As a teenager, I used to hang around with a few fellow losers in Brooklyn, NY. We all became friends because we shared in interest in the flying saucers. As I recall, we read some of the same books on the subject, though I was more eager about consuming the latest literature.

So I was the one who discovered a copy of Ray Palmer’s Flying Saucers at a local newsstand. It’s where I located a column, Saucer Club News, where the folks who ran those groups wrote about their activities. It’s where Ken and I announced our own humble efforts.

We even put a small magazine together after I convinced my parents to buy me a mimeograph machine. This modest endeavor helped spark my interest in writing, but that’s a story for another day.

So one day, yet another school chum, Larry, was walking with me around the neighborhood when he noticed an unusual cloud formation. I remember a typically cool early fall afternoon and overcast skies.

“Did you see that”? he excitedly exclaimed.

### Tasks and exercises
1 - Name every person the flying-saucer passage mentions by name.
2 - From the flying-saucer passage, reproduce word for word the stretch that opens with the words containing "So I was the" and closes with "and overcast skies.".

### Provided records
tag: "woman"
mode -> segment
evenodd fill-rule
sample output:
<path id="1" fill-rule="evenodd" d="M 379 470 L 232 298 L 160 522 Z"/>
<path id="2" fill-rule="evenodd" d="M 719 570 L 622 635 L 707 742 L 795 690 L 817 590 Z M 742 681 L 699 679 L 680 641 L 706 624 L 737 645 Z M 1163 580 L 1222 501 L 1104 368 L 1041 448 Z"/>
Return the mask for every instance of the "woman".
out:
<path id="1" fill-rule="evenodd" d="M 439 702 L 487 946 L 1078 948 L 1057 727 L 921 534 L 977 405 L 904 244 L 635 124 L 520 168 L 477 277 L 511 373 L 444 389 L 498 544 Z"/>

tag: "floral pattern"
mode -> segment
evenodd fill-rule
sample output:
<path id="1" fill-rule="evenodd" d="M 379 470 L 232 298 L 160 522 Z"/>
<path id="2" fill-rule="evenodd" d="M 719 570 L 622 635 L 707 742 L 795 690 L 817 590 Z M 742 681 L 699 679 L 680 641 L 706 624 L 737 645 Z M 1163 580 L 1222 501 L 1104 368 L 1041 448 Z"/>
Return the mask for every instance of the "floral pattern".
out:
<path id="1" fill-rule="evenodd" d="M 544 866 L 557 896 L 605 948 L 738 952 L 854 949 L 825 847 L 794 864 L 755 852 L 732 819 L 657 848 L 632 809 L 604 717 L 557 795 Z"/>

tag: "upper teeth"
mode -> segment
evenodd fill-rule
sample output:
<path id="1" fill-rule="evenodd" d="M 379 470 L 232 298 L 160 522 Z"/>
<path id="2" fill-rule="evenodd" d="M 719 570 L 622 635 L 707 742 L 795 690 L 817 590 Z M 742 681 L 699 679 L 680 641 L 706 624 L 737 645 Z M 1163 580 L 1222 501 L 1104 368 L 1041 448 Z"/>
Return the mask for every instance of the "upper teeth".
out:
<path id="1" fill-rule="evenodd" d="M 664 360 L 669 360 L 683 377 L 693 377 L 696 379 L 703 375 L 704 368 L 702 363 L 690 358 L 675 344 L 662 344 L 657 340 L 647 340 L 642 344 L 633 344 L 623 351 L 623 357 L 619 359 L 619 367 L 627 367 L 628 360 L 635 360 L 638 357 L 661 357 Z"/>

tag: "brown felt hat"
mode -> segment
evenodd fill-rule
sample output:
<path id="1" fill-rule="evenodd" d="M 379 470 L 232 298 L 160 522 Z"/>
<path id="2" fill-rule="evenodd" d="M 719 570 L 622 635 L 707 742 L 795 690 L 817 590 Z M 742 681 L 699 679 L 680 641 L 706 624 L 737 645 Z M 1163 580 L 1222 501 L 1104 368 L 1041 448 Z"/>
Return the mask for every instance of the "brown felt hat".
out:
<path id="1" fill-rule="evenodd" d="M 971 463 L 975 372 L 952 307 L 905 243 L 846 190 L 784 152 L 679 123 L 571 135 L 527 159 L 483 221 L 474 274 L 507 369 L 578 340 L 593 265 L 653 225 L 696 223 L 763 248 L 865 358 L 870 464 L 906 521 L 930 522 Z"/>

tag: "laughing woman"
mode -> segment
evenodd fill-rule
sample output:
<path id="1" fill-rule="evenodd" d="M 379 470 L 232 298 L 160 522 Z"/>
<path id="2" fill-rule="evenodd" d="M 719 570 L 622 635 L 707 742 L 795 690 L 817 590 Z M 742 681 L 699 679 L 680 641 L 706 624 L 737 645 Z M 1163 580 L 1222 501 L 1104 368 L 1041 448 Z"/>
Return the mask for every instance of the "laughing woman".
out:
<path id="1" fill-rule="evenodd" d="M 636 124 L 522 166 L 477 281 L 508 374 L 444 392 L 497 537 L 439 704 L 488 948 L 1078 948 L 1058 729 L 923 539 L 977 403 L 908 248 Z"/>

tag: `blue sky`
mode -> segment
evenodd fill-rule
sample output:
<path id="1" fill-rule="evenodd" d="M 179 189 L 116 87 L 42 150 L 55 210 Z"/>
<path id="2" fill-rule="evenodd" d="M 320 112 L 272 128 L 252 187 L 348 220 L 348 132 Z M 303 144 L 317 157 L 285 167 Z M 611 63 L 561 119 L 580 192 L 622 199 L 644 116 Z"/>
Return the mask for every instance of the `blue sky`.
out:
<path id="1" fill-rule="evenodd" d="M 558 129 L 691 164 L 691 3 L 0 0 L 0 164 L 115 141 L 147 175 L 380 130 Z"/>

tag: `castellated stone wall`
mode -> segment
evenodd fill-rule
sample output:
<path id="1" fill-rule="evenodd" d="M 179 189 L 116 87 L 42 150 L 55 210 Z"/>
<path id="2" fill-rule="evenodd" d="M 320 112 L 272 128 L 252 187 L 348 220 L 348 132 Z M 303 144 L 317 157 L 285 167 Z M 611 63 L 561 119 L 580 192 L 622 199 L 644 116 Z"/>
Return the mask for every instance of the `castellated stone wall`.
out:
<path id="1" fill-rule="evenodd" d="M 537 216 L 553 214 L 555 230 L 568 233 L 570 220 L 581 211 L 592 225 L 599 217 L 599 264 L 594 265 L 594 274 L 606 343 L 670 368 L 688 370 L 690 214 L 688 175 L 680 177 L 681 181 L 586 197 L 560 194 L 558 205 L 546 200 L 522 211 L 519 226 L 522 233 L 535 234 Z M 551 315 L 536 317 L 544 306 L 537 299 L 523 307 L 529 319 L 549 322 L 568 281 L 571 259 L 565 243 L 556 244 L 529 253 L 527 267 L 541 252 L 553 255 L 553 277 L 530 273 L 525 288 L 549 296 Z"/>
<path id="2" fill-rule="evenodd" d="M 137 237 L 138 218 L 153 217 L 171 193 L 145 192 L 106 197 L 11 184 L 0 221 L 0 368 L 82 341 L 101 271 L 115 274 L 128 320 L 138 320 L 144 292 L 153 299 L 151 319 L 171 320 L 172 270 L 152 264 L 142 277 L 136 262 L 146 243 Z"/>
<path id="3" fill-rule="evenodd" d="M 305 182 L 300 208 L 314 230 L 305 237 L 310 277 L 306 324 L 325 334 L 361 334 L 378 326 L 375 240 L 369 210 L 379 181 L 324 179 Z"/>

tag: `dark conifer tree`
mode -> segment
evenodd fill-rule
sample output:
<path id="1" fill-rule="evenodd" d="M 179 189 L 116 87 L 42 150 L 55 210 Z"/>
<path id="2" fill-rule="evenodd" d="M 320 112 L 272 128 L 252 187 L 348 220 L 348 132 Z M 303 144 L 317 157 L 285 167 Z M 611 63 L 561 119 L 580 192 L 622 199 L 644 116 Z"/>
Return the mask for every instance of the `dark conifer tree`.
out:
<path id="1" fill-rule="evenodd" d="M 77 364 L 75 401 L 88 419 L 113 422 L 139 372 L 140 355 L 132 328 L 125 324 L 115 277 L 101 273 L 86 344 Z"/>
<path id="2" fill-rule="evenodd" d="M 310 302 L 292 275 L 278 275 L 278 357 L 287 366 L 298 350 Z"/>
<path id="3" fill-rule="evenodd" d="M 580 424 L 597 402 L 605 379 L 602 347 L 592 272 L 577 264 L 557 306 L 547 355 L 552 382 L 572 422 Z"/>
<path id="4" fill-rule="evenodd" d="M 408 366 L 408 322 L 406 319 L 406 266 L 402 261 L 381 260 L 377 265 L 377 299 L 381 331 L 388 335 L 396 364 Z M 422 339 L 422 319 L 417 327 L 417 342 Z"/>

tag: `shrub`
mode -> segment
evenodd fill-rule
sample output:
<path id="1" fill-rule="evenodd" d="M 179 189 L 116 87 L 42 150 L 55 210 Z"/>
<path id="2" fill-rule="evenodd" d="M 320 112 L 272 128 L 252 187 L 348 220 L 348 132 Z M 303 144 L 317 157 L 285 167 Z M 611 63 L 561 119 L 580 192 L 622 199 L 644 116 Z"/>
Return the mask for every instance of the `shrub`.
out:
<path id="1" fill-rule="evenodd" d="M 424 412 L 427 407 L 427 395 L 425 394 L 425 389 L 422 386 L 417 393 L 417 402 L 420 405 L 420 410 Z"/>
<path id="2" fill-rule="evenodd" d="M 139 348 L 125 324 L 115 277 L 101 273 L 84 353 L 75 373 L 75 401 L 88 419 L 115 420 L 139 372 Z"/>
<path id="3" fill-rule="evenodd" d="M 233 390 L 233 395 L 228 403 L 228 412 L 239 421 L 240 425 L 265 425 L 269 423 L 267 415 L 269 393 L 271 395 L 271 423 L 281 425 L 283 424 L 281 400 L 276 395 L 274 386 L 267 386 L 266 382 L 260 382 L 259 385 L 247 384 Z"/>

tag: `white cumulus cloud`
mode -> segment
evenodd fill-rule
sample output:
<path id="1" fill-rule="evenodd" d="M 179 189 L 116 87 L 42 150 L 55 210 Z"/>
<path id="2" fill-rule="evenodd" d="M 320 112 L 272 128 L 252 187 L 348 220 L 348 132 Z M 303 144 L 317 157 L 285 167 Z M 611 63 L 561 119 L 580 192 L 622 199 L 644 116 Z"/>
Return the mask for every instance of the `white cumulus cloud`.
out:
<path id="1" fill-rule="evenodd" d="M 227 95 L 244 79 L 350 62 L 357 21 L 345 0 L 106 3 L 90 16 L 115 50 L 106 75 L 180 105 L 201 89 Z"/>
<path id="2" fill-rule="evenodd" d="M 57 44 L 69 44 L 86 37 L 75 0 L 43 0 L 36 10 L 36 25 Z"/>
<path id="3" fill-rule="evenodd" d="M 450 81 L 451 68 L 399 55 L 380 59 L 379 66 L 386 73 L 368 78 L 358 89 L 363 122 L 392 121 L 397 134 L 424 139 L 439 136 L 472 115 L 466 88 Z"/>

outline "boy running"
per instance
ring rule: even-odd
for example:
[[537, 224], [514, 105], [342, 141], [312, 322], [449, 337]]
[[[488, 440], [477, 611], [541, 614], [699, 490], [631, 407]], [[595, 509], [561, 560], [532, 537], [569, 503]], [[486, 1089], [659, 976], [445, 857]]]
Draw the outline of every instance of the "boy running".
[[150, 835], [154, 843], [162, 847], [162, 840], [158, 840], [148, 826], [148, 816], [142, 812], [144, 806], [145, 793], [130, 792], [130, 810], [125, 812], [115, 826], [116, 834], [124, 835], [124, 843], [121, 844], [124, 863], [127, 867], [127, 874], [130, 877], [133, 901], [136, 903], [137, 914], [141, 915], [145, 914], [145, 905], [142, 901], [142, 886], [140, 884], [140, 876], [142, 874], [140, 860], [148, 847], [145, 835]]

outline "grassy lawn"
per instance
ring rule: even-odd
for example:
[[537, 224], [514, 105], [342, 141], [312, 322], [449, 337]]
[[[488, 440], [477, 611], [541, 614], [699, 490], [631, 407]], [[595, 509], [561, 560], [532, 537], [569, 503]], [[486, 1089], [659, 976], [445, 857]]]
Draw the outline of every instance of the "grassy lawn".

### Answer list
1 - Ray Palmer, Ken, Larry

2 -
So I was the one who discovered a copy of Ray Palmer’s Flying Saucers at a local newsstand. It’s where I located a column, Saucer Club News, where the folks who ran those groups wrote about their activities. It’s where Ken and I announced our own humble efforts.

We even put a small magazine together after I convinced my parents to buy me a mimeograph machine. This modest endeavor helped spark my interest in writing, but that’s a story for another day.

So one day, yet another school chum, Larry, was walking with me around the neighborhood when he noticed an unusual cloud formation. I remember a typically cool early fall afternoon and overcast skies.